» **What you should do**
Please pick up the passage about a daughter's fears of becoming like her mother and continue it from where it stops.

» **Document passage**

□ □ □ □

And then there’s the way my mom treats my dad.  Since I was in middle school my dad has handled most of the housework- meals, cleaning, home maintenance, grocery shopping.  He’s retired now and my mom is still working full time, but he did this pre-retirmenet, too.  He built the house we live in when I was in first grade.  Does my mom ever show any appreciation?  Not that I can see. In fact, she criticizes my dad for the dumbest things (like putting the groceries he brought home in the wrong “space” in the refrigerator (correct shelf, but wrong space).  She never likes the meals he prepares (they taste fine, trust me.  I eat them, too) and makes fun of him for being a horrible handy-man (…our house is still standing, isn’t it?).  I can’t remember the last time she thanked him for anything.  She talks and talks his ear off, and the other day when I was standing off to the side he interrupted her by saying (very gently), “Sweetie, just a second, Laura needs something-” and she stormed off immediately. Just trying to be dramatic and make him feel bad.

What’s terrifying, is that psychologists say you WILL take on traits of your dad if you’re a guy, and of your mom if you’re a girl.

What traits am I going to take on?  Will it be my mom’s ability to overcome every obstacle that life threw at her?  Or will it be her insensitivity, her high-maintenance, her need to micro-manage, her jealousy and insecurity?  Will I treat the man of my dreams the way I’ve seen her treat my dad (and will he have the patience of my dad, or will it destroy our marriage?).  I think of classic horror stories of werewolves or vampires, where someone gets bitten and knows they are going to turn into a hideous, evil monster.  It’s worse than knowing a monster is coming from the outside and they will have to protect their loved ones; it’s knowing that they are going to be the ones wreaking havoc upon them.  Is there a monster laying dormant inside me that will come out after years of marriage and tear down my husband and children?  Will I be “a crown to my husband’s character,” or “decay in his bones?” (Proverbs 12:4).

□ □ □ □

» **Named-object pointing entries**
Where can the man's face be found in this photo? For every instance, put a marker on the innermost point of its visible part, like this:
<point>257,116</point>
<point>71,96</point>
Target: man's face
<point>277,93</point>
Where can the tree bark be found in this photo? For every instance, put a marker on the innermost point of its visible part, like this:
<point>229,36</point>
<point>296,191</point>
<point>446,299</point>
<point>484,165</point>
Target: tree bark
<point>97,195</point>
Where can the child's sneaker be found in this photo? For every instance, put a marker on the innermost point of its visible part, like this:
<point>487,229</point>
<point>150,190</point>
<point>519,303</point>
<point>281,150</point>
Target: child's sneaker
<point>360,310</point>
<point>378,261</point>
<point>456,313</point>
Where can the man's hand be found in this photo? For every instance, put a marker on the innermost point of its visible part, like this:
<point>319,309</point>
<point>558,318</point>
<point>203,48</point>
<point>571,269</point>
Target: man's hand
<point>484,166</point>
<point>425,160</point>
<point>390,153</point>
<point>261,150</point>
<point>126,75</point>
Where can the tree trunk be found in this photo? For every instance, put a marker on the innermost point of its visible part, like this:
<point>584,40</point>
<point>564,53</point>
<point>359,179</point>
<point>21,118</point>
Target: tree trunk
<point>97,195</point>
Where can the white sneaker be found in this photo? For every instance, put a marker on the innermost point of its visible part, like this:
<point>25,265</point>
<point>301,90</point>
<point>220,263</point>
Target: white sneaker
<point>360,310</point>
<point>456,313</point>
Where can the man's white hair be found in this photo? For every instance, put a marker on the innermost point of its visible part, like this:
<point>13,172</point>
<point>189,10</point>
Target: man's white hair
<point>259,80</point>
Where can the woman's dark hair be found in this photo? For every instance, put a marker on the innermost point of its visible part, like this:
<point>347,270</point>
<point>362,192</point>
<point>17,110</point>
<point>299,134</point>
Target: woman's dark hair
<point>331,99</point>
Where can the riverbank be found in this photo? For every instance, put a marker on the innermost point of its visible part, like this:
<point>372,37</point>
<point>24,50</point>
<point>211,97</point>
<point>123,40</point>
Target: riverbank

□ □ □ □

» **Output of the exercise**
God, I have lifted up prayers for my future husband to You since I was 13 years old…now, I see the prayers I need to lift up for myself, as well.  I don’t know what You have planned for me between now and my wedding day, but I ask that during that time, You would flood me with Your Holy Spirit and make me a bearer of His fruits- love, joy, peace, patience, kindness, goodness, faithfulness, and self-control.  I want my husband and children to look at me and see not an example of a supermodel or a domestic goddess, but to see Your Fruit flowing out of my life.  I need to You to break through my sinful human nature so that I won’t rely on my own strength to be a good wife and mother; I know that that will only fail and the ugliest parts of me will take over.  I have prayed all these years for a man after Your heart, a tender warrior who will lead our family with both love and with strength…but I want to be a woman deserving of such a man.  Please, shape me into the kind of woman that will be a sustainer beside a warrior for Your kingdom, who will bring him honor and pull him closer to You.  I know this might be a painful process at times, but I would rather experience the pain of You making me into Your vessel now, then experience the pain of causing my own family to suffer later.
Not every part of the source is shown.